Bring back every record exactly, except for the pictures, which stay out.

(DATA FOR REVIEW Opens)

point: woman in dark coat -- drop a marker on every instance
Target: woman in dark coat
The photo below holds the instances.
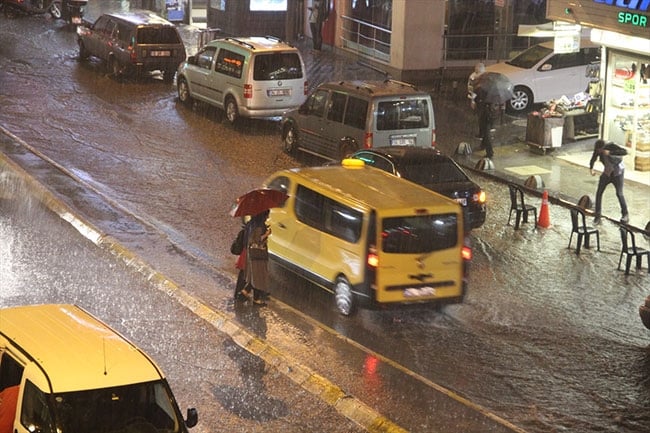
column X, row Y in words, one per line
column 257, row 233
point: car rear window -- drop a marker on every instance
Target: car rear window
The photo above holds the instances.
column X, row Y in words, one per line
column 419, row 234
column 426, row 171
column 530, row 57
column 158, row 35
column 403, row 114
column 277, row 66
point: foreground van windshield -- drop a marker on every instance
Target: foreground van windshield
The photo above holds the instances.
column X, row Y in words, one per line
column 144, row 407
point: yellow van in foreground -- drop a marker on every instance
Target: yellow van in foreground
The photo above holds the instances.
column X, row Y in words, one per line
column 62, row 370
column 368, row 237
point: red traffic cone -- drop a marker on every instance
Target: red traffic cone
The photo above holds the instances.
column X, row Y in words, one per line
column 544, row 217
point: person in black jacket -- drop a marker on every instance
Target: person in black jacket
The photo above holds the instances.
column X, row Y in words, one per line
column 610, row 155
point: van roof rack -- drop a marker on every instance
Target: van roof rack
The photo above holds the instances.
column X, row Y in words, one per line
column 401, row 83
column 275, row 38
column 240, row 42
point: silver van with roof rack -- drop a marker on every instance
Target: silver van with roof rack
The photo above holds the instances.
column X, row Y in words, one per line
column 342, row 117
column 254, row 77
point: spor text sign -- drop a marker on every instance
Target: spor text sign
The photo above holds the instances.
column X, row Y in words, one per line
column 631, row 16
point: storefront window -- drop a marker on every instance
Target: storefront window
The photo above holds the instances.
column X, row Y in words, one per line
column 627, row 121
column 268, row 5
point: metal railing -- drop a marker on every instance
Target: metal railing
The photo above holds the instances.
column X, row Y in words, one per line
column 373, row 42
column 366, row 39
column 484, row 47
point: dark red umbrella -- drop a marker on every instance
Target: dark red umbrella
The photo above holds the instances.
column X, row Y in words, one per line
column 257, row 201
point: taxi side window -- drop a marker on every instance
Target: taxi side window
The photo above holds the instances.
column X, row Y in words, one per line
column 35, row 409
column 11, row 372
column 328, row 215
column 205, row 56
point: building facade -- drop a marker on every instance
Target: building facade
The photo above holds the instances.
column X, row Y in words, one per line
column 622, row 28
column 410, row 39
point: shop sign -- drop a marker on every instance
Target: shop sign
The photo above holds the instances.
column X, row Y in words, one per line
column 631, row 16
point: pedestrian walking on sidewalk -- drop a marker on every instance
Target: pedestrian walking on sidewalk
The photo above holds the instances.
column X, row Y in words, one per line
column 611, row 155
column 257, row 257
column 316, row 19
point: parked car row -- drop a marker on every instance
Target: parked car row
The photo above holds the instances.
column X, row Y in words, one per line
column 363, row 229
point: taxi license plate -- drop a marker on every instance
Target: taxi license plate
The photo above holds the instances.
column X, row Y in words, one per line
column 402, row 141
column 278, row 92
column 416, row 292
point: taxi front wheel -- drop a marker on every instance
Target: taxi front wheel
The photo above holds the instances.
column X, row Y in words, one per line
column 344, row 296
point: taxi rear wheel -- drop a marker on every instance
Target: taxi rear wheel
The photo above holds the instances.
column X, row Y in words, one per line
column 344, row 296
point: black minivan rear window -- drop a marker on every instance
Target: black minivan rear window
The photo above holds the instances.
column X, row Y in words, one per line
column 419, row 234
column 158, row 35
column 277, row 66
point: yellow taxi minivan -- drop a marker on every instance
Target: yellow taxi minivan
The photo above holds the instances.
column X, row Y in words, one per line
column 63, row 370
column 368, row 237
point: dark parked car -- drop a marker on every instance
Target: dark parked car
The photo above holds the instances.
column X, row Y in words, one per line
column 133, row 43
column 433, row 170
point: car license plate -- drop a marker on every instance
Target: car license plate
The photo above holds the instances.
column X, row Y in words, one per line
column 402, row 141
column 278, row 92
column 417, row 292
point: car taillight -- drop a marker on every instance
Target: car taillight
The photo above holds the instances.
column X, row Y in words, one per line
column 367, row 140
column 466, row 253
column 373, row 258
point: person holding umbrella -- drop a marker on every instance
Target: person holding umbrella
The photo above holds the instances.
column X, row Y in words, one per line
column 253, row 260
column 492, row 90
column 257, row 258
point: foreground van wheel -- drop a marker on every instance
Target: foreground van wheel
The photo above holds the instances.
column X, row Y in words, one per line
column 290, row 139
column 344, row 296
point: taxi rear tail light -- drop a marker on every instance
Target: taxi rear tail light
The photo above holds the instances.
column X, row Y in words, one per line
column 367, row 140
column 373, row 258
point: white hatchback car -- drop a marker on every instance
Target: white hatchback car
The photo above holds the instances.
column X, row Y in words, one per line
column 539, row 75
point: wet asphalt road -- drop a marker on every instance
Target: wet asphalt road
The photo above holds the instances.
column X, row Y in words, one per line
column 548, row 340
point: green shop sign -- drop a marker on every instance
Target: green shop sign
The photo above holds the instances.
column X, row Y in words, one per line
column 631, row 16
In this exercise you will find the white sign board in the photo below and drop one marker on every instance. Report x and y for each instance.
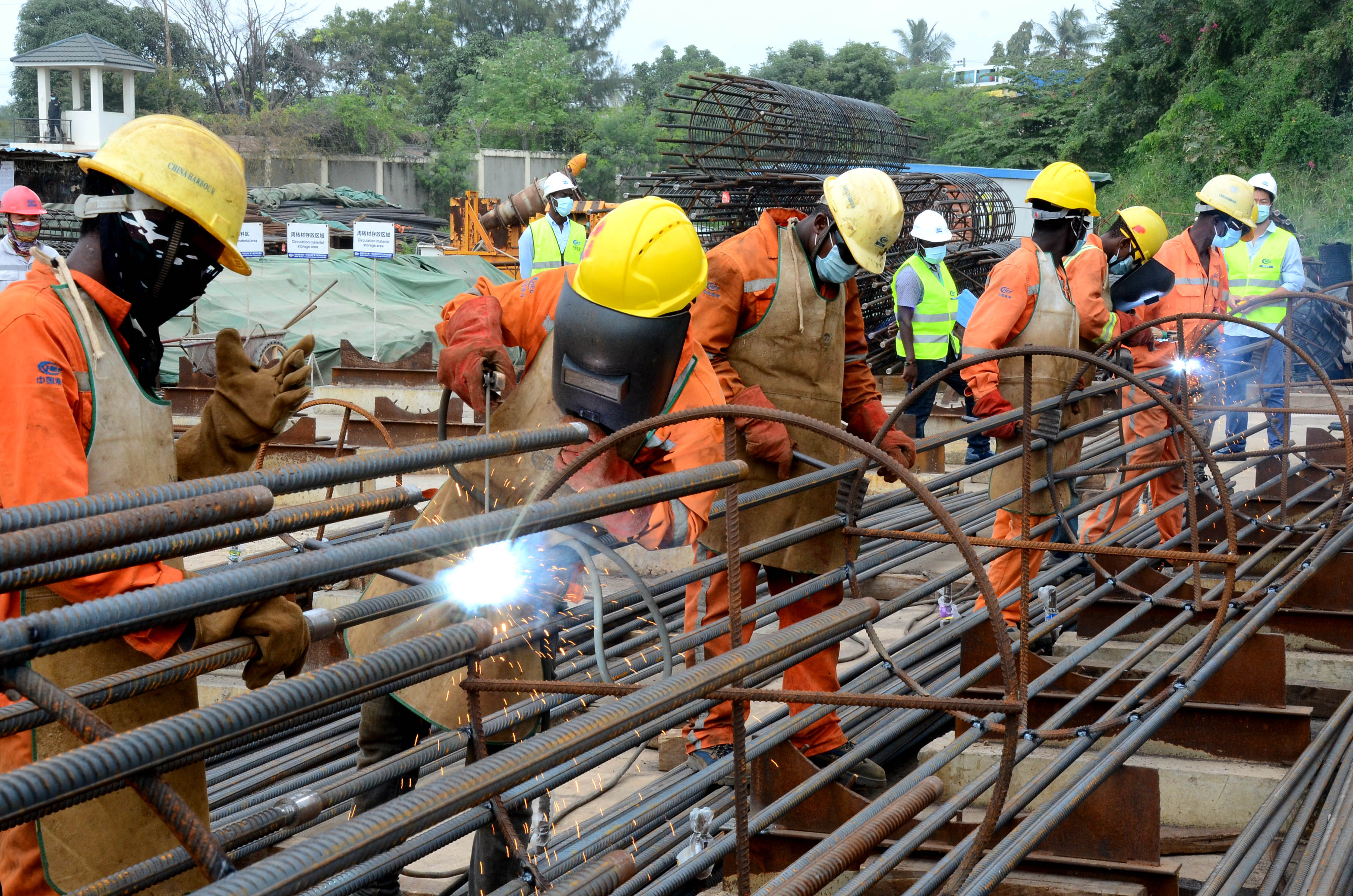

(DATA FOR REVIEW Closes)

WRITTEN RESPONSE:
point: woman in dark coat -- drop a marker on every instance
Target: woman in dark coat
The photo below holds the instances.
column X, row Y in words, one per line
column 257, row 233
point: car rear window -- drop a marker on every instance
Target: car rear window
The photo above holds the instances.
column X, row Y in words, one per line
column 419, row 234
column 426, row 171
column 530, row 57
column 158, row 35
column 403, row 114
column 277, row 66
point: foreground van windshield -- drop a marker on every instance
Target: foreground van windshield
The photo above holds the instances.
column X, row Y in words, one per line
column 144, row 407
point: yellow van in foreground -- drop a marker on every instance
Target: yellow van in foreground
The photo above holds the instances.
column X, row Y in words, one per line
column 62, row 370
column 368, row 237
point: red traffic cone -- drop a marker on every instance
Target: red traffic cone
The photo above holds the instances.
column X, row Y in words, one per line
column 544, row 217
point: person in black jacket -- drop a marker on every instance
Target: person in black jacket
The photo above holds the instances.
column X, row Y in words, one per line
column 610, row 155
point: van roof rack -- drop a marker on every instance
Target: van roof rack
The photo above holds the instances.
column X, row Y in words, one per line
column 401, row 83
column 275, row 38
column 240, row 42
point: silver van with roof rack -- drop a marker on every instance
Target: silver van with roof rack
The photo above holds the instances.
column X, row Y in words, one per line
column 342, row 117
column 254, row 77
point: spor text sign -- drop a marker on every instance
Target: spor text sign
The photo above holds the instances.
column X, row Y in words, one per line
column 631, row 16
point: storefront window -- drop a marker on every instance
Target: storefront window
The photo above holds the instances.
column X, row Y in words, one per line
column 627, row 121
column 268, row 5
point: metal railing -- drop a marker on every instance
Target: metal railing
The photo above holds the instances.
column X, row Y in words, one per line
column 373, row 42
column 366, row 39
column 484, row 47
point: dark red umbrella -- drop a marker on every instance
Target: dark red umbrella
The photo above holds the instances.
column X, row Y in words, one per line
column 257, row 201
point: taxi side window -- drop a marker on every instance
Target: taxi side window
The photo above holds the instances.
column X, row Y in words, one per line
column 35, row 409
column 11, row 372
column 328, row 215
column 205, row 56
point: building facade -- drop a marker on every instance
Target: building facade
The photo above holds the instances.
column X, row Y in words, one per line
column 622, row 28
column 410, row 39
point: shop sign -- drop a marker on every instance
Target: shop sign
The photo above holds the instances.
column X, row Y in words, one per line
column 631, row 16
point: pedestrian walking on sidewalk -- drop a marker on every instance
Target: pedestrian walking on sidewalk
The photo above holds the instances.
column X, row Y in words, one per line
column 611, row 155
column 257, row 257
column 316, row 19
point: parked car row -- drop a marker on every instance
Target: parked car row
The photo above holds the instances.
column X, row Y in words, one per line
column 363, row 229
point: taxi license plate -- drop a marker on every instance
Target: taxi license plate
The photo above holds the instances.
column X, row Y in words, one per line
column 402, row 141
column 278, row 92
column 416, row 292
point: taxi front wheel -- drop a marker on every instance
Target: taxi front wheel
The photo above holds the instances.
column X, row Y in words, one per line
column 344, row 296
point: taxi rear wheel -- drop a marker on every instance
Target: taxi rear wheel
The photo above holds the instances.
column X, row Y in words, one per line
column 344, row 296
point: black minivan rear window -- drop a marker on every instance
Target: black minivan rear window
The photo above holds the instances.
column X, row Y in words, one per line
column 419, row 234
column 158, row 35
column 277, row 66
point: yellow taxi minivan -- drop a marker on every instance
Target: yellow taxi minivan
The photo above holds the instances.
column X, row Y in words, one per line
column 63, row 370
column 368, row 237
point: dark parked car -- drop a marker on every instance
Target: dark parked car
The photo above holds the instances.
column X, row Y in words, one per line
column 133, row 43
column 433, row 170
point: car license plate -- drop a marker on every instance
Target: car license plate
The photo above holds the instances.
column X, row Y in words, one per line
column 402, row 141
column 278, row 92
column 417, row 292
point: car taillight -- drop a marker on every instance
Target: car taillight
The photo above holds the instances.
column X, row Y in words, one per line
column 367, row 140
column 466, row 253
column 373, row 258
point: person holding umbrella -- drop a marker on every instance
Target: person holding umbrella
The photo above holds the instances.
column X, row Y in words, one per line
column 253, row 260
column 492, row 90
column 257, row 258
point: foreground van wheel -- drop a marker on every instance
Target: foreground van wheel
The photo above holds the instances.
column X, row Y in words, one per line
column 290, row 139
column 344, row 296
point: taxi rear tail light -- drop a marker on every instance
Target: taxi rear tail light
The photo above holds the instances.
column X, row Y in words, one per line
column 367, row 140
column 373, row 258
point: white hatchback car -- drop a marker on every instance
Target: white hatchback car
The photo above holds the instances.
column X, row Y in words, one per line
column 539, row 75
point: wet asphalt road -- drop a marker on every instance
Target: wet asphalt road
The photo above holds the instances.
column X, row Y in words, one per line
column 548, row 340
point: green shop sign -- drop a marker on every instance
Target: green shop sign
The photo above holds the instances.
column X, row Y in words, one per line
column 631, row 16
In this exercise you will find the white sign board in the photo below and drop one marker on every instance. Report x and y for each instance.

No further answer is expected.